Stored records
· · · · · · ·
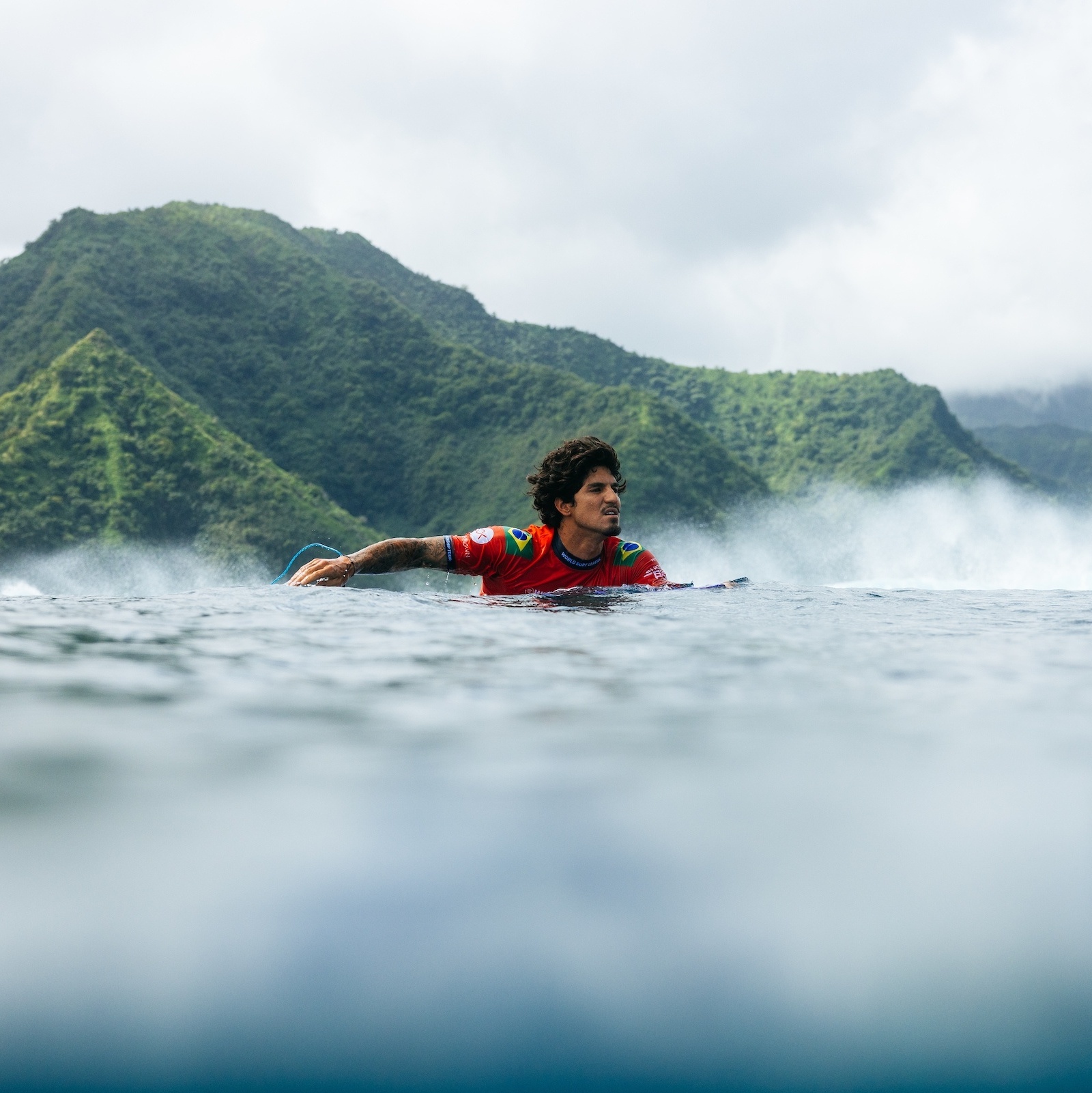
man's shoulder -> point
(623, 552)
(519, 541)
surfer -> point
(576, 490)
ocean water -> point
(830, 831)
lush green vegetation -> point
(1059, 458)
(332, 378)
(94, 447)
(875, 429)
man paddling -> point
(576, 491)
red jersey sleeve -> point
(477, 554)
(647, 571)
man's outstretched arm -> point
(388, 556)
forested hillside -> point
(94, 447)
(1059, 458)
(334, 380)
(876, 429)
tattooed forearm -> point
(394, 554)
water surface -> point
(790, 838)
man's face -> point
(596, 507)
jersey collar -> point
(572, 561)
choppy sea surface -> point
(790, 836)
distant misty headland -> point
(212, 375)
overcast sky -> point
(837, 185)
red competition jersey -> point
(514, 561)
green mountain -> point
(94, 447)
(872, 429)
(1059, 458)
(332, 378)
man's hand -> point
(332, 572)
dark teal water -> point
(792, 838)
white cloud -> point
(843, 186)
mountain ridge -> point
(96, 449)
(795, 429)
(334, 380)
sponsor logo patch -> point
(628, 553)
(517, 541)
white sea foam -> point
(983, 536)
(18, 588)
(130, 569)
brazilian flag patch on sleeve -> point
(518, 542)
(628, 553)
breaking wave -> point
(988, 535)
(129, 569)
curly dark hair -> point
(566, 468)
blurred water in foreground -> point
(790, 836)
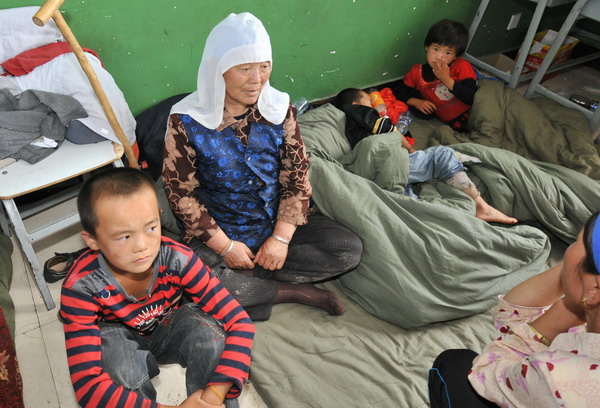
· · · · · · ·
Task: List each line of the records that contains the string "sleeve", reproducing every such line in full.

Written answer:
red jersey sleeve -> point
brazilian flag patch on sleeve -> point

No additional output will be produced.